[SEITENAUSZUG]
Auktionshaus

Auktion: Klassische Moderne

12. Mai 2015, 17:00 Uhr

0013

Norbertine Bresslern-Roth*

(Graz 1891 - 1978 Graz)

„Kranichzug“
vor März 1937
Öl auf Jute
120 × 100 cm
Signiert links unten: B. Roth
Rückseitig eigenhändig gewidmet: Frohe Weihnacht 1940! N.v.Bresslern-Roth

Provenienz

1940 direkt von der Künstlerin erworben; seither in Besitz der Familie des ersten Eigentümers (Privatbesitz, Schweiz)

Literatur

Radio Wien, 19. März 1937 /XIII. Jg / Heft Nr. 25, Abb. S. 8

Das Bild wird von Frau Dr. Christa Steinle, Universalmuseum Joanneum Graz, in das in Vorbereitung stehende Werkverzeichnis aufgenommen.

Schätzpreis: € 35.000 - 70.000
Ergebnis: € 66.000 (inkl. Gebühren)
Auktion ist beendet.

Das Gemälde "Kranichzug" nimmt den Blick durch einen raffiniert gewählten Betrachterstandort gefangen: In unmittelbarer Nahdistanz und auf Augenhöhe beobachten wir den Flug parallel zur Bildfläche vorbeiziehender Kraniche vor einer mit Wolken bedeckten Himmelsfläche. Auf die darunter liegende Küstenstadt, an deren Meeresufer einige Boote ankern, blicken wir privilegiert aus der Vogelperspektive. Aus den Fenster- und Türöffnungen der eng aneinandergereihten Häuser dringt künstliches Licht, das sich im Wasser spiegelt und den romantischen Stimmungscharakter betont. Virtuos taucht die Malerin die Darstellung in eine harmonische weiß-graue und teils ins Bräunliche gehende Tonigkeit, unterbrochen nur vom sanften Blau des Wassers und belebt durch die hie und da aufflackernden orangen Lichtakzente wie auch den starken Hell-Dunkel-Kontrast des Vogelgefieders. Bemerkenswert ist die hohe dekorative Qualität der streng kalkulierten, durch viele Formkorrespondenzen bereicherten Bildkomposition.
[/SEITENAUSZUG]
**ÜBUNGSAUFGABEN**.
1. Entnehmen Sie dem Katalogeintrag wortgetreu alles von „Radio Wien, 19.“ bis hinunter zu „Auktion ist beendet.“.
2. Beantworten Sie anhand des Katalogeintrags diese Fragen:
(a) In welcher Technik und auf welchem Bildträger ist das Gemälde ausgeführt?
(b) Welcher Schätzpreis wird angegeben?
(c) In welchem Farbton erscheint das Wasser laut der Bildbeschreibung?
Verwenden Sie ausschließlich den Katalogeintrag.
[GESPEICHERTE DATEN]
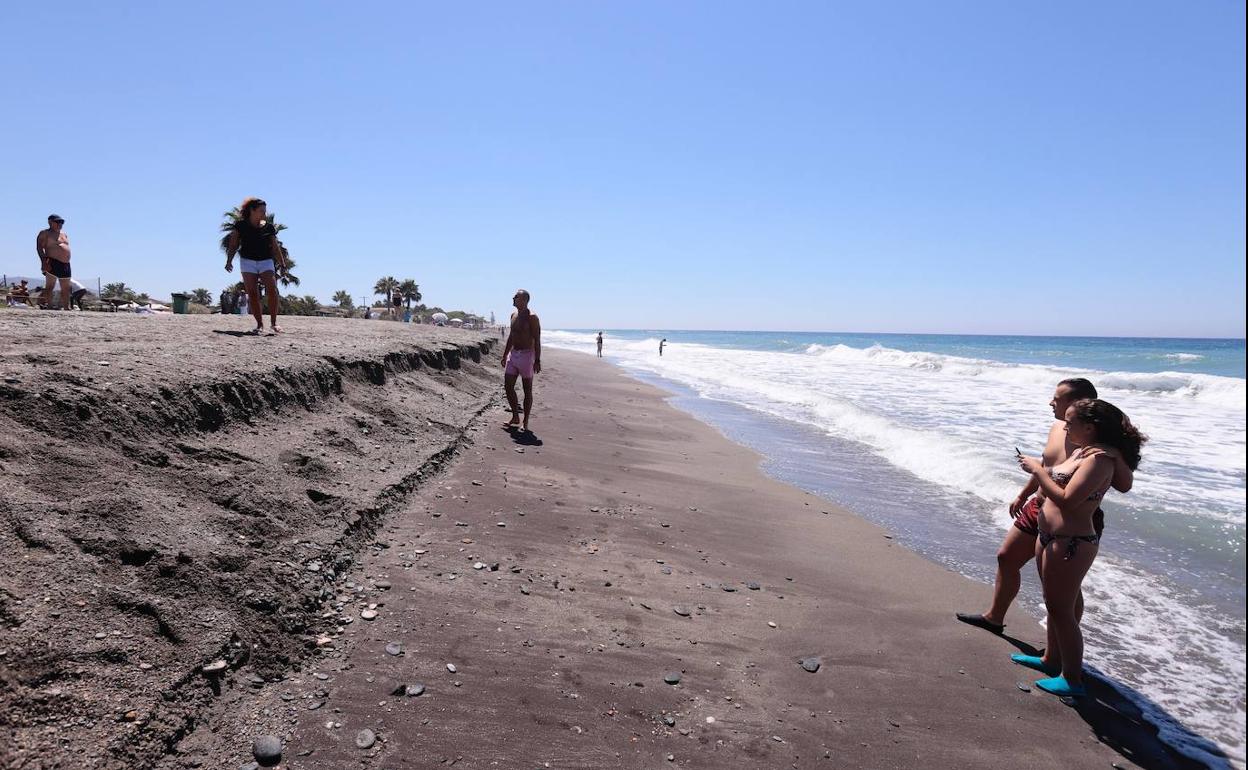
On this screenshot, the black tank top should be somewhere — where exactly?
[/GESPEICHERTE DATEN]
**ERGEBNISSE DER ÜBUNG**.
1.
Radio Wien, 19. März 1937 /XIII. Jg / Heft Nr. 25, Abb. S. 8

Das Bild wird von Frau Dr. Christa Steinle, Universalmuseum Joanneum Graz, in das in Vorbereitung stehende Werkverzeichnis aufgenommen.

Schätzpreis: € 35.000 - 70.000
Ergebnis: € 66.000 (inkl. Gebühren)
Auktion ist beendet.

2.
(a) Öl auf Jute
(b) € 35.000 - 70.000
(c) In einem sanften Blau